WHAT IS NEEDED >>
Rewrite the listing below, substituting "image coordinates" for every occurrence of "pixel coordinates" and leaving everything else unchanged. Omit the pictures from your answer.

Object position labeling listing:
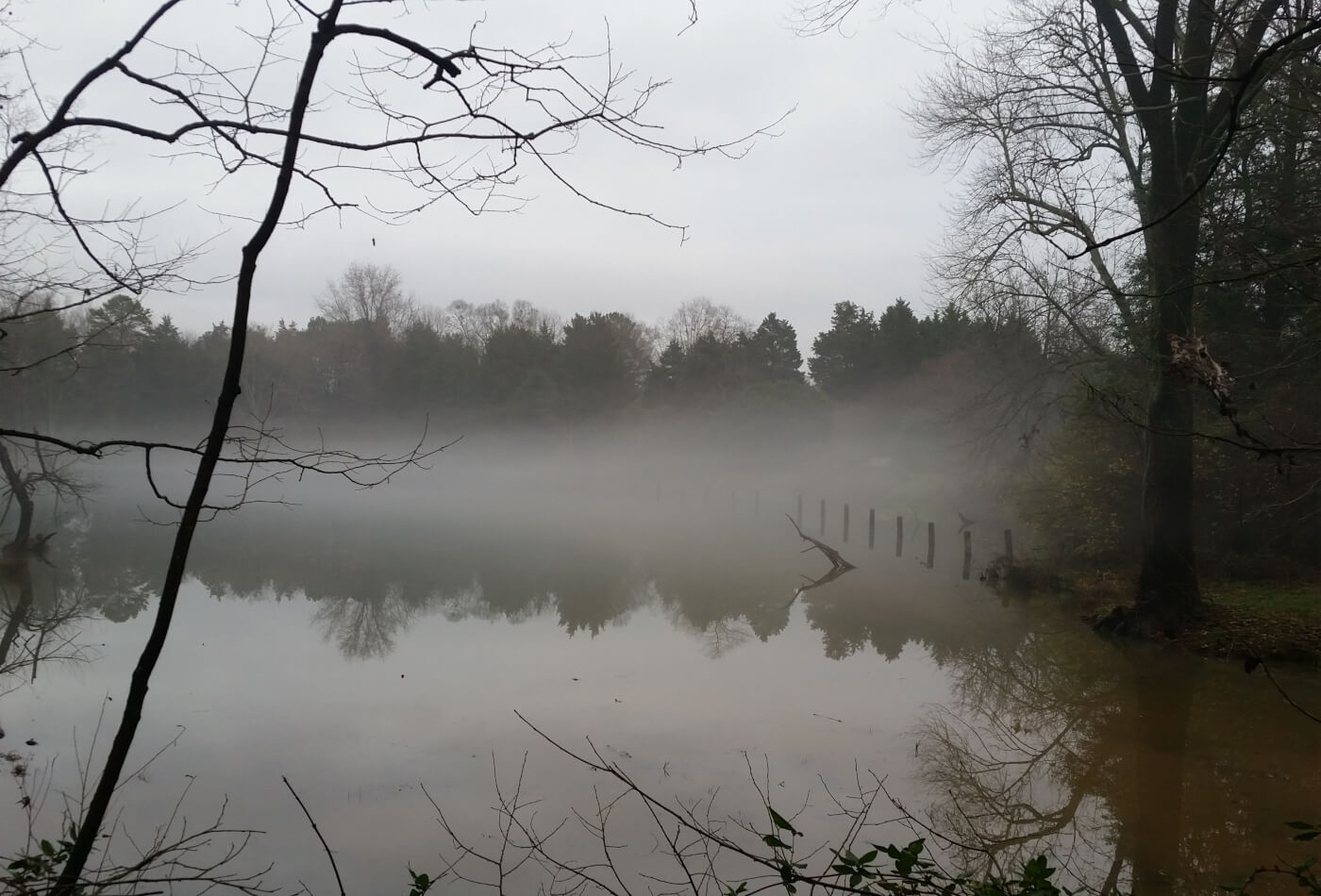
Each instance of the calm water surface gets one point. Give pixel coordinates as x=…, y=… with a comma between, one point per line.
x=369, y=652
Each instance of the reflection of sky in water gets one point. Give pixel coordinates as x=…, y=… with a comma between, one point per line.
x=263, y=694
x=419, y=641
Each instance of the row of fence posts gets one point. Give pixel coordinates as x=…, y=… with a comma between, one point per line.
x=871, y=528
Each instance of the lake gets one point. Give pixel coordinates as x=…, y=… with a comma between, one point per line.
x=374, y=651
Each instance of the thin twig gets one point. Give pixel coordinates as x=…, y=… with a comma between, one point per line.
x=317, y=832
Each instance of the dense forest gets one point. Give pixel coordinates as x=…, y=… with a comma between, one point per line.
x=376, y=353
x=1036, y=419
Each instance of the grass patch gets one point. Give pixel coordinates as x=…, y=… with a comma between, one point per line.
x=1279, y=601
x=1270, y=621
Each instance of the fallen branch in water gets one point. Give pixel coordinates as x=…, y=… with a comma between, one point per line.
x=831, y=555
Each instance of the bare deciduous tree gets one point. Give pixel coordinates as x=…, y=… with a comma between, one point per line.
x=412, y=103
x=700, y=317
x=369, y=293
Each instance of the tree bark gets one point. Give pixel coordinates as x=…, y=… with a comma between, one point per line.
x=94, y=814
x=19, y=489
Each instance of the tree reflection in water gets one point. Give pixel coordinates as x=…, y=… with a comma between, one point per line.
x=1133, y=768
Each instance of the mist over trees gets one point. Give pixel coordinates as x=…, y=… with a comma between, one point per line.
x=376, y=351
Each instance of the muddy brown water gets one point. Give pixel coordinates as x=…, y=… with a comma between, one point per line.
x=367, y=656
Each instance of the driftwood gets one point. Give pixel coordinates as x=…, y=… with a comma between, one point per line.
x=838, y=565
x=831, y=555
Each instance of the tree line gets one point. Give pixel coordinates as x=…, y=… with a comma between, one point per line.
x=374, y=351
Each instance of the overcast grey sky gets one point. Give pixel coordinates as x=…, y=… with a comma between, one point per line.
x=838, y=206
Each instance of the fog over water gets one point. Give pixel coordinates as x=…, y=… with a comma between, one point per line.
x=653, y=598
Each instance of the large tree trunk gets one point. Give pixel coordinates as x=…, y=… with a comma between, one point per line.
x=19, y=491
x=1168, y=595
x=1175, y=116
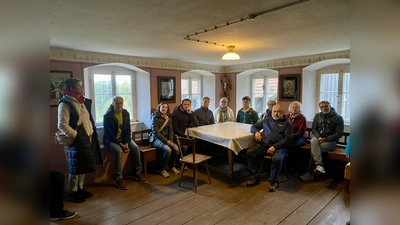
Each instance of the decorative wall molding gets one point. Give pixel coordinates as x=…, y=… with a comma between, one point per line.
x=289, y=62
x=93, y=57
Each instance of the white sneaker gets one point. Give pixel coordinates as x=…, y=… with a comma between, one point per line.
x=307, y=177
x=319, y=170
x=164, y=174
x=175, y=171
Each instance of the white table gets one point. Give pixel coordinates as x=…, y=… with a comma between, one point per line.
x=231, y=135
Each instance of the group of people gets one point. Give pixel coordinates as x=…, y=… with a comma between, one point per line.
x=281, y=133
x=274, y=132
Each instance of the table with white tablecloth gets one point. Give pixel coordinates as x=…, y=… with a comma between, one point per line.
x=231, y=135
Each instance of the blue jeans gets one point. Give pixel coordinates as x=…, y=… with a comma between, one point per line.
x=258, y=151
x=169, y=154
x=316, y=152
x=75, y=182
x=134, y=150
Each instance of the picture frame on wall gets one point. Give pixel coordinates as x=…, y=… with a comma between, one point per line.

EXERCISE RESPONSE >>
Each instance of the calm water surface gets one point. Give image coordinates as x=…, y=… with a comma between, one point per line.
x=369, y=652
Each instance of the reflection of sky in water gets one point. Give image coordinates as x=…, y=… with a comma between, one point per line.
x=263, y=694
x=419, y=641
Each instance of the row of fence posts gets one point. Give image coordinates as x=…, y=… with a comma between, one point per line.
x=871, y=528
Each instance of the lake gets one point. Give image coordinates as x=…, y=… with a comma between, one point per line.
x=374, y=651
Each instance of the thin twig gets one point. Give image coordinates as x=…, y=… with a comma between, one point per line.
x=317, y=832
Each instance of the dense forest gets one point. Give image coordinates as x=…, y=… with a comma between, one point per line.
x=376, y=353
x=1036, y=419
Each instance of the grass patch gets one point. Give image coordinates as x=…, y=… with a comma between, one point per line.
x=1279, y=601
x=1270, y=621
Each instance of the fallen branch in water gets one point. Give image coordinates as x=…, y=… with a comma between, one point per line.
x=831, y=555
Each instance of the bare deciduous tree gets one point. Give image coordinates as x=…, y=… with a comma between, one point per line.
x=412, y=103
x=700, y=317
x=369, y=293
Each instance of the tree bark gets one point. Give image coordinates as x=…, y=… with a comma between, one point per line.
x=94, y=814
x=19, y=489
Each instance of the tree reflection in water gets one point. Give image coordinates as x=…, y=… with a comma between, one point per line.
x=1133, y=768
Each instance of the mist over trees gets one point. Give image coordinates as x=…, y=… with a comma between, one point per line.
x=376, y=351
Each instance of the muddy brown water gets one point. Give image coordinates as x=…, y=… with a comma between, one point per line.
x=367, y=656
Each instance of the driftwood gets one point. Give image coordinates as x=…, y=… with a comma between, one point per line.
x=838, y=565
x=831, y=555
Each instance of the tree line gets one point. Give image coordinates as x=…, y=… with a comma between, one point per line.
x=374, y=351
Each instance of the overcast grey sky gets one point. Give image coordinates as x=…, y=… with a comma between, one point per line.
x=838, y=206
Each instance of the fog over water gets one point. Give image coordinates as x=…, y=… with a comma between, one point per line.
x=653, y=598
Each instance of the large tree trunk gets one point. Give image coordinates as x=…, y=… with a comma between, one point per line.
x=19, y=491
x=1168, y=595
x=1175, y=116
Each instance of the decorative wall molding gets one point. Give image coordinates as x=…, y=… with a comma between, one point per line.
x=289, y=62
x=93, y=57
Each instance of the white sneaker gets one point. Give image coordinates as x=…, y=… with a comma between, one point per line.
x=307, y=177
x=319, y=170
x=164, y=174
x=175, y=171
Each instance of the white table gets one point. Give image coordinates as x=…, y=… with a comma between, one point per line.
x=231, y=135
Each instance of the group of people gets one point. Give image coordinates as x=…, y=… with a comma between, one point per line.
x=281, y=133
x=274, y=132
Each instance of the table with white tablecloth gets one point. Give image coordinates as x=…, y=… with a comma between, one point per line.
x=231, y=135
Each instance of the blue jeans gets one point. Give image coordinates as x=…, y=… with a comma between, one point per line.
x=258, y=151
x=169, y=154
x=316, y=152
x=75, y=182
x=134, y=150
Each instance of the picture frame on wall gets one point. Give image coordinates as x=…, y=… with a comma between, one point per line.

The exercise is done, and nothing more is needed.